▸ **THE REQUEST**
Tally the lines below that contain the string "fruit", counting only matches with the same uppercase and lowercase letters. Reply with the number alone.

▸ **TASK MATERIAL**
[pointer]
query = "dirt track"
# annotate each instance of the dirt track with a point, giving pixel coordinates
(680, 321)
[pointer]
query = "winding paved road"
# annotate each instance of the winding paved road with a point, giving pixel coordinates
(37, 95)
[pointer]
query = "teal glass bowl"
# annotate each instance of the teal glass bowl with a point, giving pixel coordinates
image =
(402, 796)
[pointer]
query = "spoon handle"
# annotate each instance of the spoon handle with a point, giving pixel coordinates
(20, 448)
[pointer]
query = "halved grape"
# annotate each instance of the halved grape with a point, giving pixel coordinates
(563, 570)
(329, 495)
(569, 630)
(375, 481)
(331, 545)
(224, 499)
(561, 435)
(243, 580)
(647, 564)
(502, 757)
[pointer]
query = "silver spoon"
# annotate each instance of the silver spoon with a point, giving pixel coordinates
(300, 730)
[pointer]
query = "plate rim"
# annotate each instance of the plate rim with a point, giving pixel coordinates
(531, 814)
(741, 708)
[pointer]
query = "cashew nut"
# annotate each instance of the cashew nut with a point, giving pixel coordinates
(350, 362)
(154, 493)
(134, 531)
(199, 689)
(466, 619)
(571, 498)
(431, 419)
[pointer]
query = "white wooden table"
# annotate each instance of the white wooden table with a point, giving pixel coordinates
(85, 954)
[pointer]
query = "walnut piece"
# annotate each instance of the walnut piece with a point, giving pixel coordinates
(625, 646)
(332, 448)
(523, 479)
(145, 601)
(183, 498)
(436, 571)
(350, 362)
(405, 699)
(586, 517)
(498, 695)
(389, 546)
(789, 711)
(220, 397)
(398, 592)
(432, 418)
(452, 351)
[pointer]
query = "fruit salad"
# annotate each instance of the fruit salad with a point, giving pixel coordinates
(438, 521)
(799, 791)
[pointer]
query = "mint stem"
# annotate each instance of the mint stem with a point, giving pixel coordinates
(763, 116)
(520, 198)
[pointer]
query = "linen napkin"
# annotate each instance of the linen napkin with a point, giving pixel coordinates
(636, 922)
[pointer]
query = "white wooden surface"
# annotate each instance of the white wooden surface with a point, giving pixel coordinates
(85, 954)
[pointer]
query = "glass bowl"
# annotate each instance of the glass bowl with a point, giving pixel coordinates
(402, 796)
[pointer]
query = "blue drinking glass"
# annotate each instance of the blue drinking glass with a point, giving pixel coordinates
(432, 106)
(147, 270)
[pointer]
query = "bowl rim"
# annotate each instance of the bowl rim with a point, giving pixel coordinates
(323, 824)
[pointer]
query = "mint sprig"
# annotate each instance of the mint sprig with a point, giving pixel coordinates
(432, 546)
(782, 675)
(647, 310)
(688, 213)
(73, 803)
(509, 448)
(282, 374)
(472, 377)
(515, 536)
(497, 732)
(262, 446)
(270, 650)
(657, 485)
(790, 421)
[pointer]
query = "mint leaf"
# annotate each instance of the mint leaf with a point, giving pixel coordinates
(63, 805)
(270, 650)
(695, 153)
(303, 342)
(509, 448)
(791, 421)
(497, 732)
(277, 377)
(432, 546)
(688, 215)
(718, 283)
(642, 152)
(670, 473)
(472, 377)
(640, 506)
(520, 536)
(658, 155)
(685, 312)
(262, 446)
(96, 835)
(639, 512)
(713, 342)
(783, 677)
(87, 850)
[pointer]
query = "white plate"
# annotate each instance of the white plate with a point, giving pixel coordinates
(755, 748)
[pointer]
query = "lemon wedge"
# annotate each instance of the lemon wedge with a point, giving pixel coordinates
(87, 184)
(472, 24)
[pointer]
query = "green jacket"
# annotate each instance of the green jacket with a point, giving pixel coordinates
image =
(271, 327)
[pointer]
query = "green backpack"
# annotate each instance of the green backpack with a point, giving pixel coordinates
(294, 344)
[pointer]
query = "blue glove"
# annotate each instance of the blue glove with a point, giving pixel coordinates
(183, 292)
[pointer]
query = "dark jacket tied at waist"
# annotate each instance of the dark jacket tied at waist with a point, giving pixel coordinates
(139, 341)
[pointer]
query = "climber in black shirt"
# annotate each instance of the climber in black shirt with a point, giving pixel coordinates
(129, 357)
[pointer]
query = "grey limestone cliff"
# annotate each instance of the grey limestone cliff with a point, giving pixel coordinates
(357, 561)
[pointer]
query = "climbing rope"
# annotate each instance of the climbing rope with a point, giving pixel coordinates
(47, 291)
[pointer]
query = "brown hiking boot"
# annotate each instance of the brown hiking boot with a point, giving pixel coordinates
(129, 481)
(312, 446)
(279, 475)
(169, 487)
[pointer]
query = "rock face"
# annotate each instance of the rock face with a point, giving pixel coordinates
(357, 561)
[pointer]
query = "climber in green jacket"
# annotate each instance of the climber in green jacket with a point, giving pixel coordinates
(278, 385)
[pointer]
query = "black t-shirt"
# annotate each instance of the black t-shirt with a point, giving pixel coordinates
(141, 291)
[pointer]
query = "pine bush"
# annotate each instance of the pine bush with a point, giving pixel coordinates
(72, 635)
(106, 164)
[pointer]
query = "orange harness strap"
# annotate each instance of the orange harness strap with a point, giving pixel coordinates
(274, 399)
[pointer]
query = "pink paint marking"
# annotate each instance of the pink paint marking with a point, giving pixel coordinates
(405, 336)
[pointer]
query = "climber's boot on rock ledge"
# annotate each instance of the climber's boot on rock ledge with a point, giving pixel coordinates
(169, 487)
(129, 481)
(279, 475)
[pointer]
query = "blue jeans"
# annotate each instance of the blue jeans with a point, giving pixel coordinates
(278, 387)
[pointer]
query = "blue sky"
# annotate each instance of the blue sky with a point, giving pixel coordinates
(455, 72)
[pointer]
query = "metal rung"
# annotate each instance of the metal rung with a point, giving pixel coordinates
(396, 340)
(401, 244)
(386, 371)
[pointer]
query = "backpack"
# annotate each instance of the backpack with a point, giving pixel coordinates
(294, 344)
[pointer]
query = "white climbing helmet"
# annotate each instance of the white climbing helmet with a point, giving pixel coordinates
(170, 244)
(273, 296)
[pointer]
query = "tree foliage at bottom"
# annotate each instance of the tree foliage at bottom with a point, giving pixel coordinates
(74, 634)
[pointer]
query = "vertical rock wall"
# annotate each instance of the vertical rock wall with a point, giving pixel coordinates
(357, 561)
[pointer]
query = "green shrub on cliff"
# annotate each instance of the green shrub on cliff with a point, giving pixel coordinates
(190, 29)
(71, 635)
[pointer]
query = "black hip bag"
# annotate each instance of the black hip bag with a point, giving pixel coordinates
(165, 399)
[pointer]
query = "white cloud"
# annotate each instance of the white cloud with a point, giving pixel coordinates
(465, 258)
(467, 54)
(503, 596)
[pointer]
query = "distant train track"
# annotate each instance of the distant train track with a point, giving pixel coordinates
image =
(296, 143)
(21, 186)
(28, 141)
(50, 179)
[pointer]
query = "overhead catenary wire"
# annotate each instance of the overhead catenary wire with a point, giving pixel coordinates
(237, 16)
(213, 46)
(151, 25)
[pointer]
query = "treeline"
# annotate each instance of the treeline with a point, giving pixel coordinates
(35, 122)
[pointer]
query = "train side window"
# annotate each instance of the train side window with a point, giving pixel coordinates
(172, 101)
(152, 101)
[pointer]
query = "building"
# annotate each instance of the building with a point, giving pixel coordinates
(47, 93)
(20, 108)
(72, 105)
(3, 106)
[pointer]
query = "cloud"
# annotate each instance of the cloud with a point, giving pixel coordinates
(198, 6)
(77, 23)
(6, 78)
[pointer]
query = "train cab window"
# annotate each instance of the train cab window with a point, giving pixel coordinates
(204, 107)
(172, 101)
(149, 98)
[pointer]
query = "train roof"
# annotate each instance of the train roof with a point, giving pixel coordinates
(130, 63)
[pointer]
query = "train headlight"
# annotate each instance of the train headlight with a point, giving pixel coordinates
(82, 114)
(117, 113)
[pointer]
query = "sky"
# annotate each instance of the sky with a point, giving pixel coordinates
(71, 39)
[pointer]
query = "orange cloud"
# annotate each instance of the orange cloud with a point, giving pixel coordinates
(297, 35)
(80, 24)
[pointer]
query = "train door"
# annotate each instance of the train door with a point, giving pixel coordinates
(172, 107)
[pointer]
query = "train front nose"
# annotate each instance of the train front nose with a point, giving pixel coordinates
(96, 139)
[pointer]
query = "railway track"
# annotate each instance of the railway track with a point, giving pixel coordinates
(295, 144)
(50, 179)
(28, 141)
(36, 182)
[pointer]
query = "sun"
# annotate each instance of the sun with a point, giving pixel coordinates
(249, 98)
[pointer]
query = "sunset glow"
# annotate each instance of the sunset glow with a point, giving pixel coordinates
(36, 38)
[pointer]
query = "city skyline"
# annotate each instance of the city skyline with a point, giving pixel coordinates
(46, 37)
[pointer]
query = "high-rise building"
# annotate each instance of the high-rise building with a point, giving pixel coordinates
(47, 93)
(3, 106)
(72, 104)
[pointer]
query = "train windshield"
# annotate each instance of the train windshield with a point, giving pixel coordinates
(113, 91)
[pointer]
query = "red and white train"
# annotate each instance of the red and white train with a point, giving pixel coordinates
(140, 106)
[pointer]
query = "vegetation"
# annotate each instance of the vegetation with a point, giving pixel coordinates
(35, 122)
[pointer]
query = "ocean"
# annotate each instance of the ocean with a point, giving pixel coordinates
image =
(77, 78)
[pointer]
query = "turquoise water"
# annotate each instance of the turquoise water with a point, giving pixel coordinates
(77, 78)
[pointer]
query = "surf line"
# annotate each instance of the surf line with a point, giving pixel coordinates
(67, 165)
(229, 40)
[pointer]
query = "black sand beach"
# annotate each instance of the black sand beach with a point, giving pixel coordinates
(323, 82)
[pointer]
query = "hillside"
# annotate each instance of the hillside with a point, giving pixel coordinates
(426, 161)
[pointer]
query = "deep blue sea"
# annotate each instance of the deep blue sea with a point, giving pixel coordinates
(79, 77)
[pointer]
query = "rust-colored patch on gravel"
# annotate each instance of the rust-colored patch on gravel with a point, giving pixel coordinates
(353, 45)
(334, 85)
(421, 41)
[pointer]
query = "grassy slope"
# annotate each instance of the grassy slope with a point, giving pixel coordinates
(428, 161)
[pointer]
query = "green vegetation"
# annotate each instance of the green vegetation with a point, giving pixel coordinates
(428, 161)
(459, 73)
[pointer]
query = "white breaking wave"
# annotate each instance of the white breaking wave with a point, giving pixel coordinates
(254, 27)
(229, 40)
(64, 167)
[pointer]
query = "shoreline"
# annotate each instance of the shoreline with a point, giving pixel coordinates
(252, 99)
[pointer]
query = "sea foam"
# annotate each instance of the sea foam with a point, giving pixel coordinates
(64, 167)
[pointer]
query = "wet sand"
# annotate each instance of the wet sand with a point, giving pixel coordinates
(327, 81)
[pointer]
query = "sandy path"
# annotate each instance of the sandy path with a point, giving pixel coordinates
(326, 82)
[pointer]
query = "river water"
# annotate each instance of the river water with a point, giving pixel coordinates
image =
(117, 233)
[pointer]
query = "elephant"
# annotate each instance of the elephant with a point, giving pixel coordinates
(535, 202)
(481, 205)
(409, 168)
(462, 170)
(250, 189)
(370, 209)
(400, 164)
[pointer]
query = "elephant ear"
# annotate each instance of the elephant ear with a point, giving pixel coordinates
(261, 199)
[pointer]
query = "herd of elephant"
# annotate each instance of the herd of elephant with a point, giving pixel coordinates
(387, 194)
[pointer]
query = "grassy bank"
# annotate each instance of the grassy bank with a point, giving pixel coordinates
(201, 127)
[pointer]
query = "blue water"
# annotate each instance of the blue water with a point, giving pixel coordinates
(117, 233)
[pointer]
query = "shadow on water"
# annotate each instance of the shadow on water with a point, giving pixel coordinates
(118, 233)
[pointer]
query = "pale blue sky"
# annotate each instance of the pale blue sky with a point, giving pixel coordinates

▸ **RESULT**
2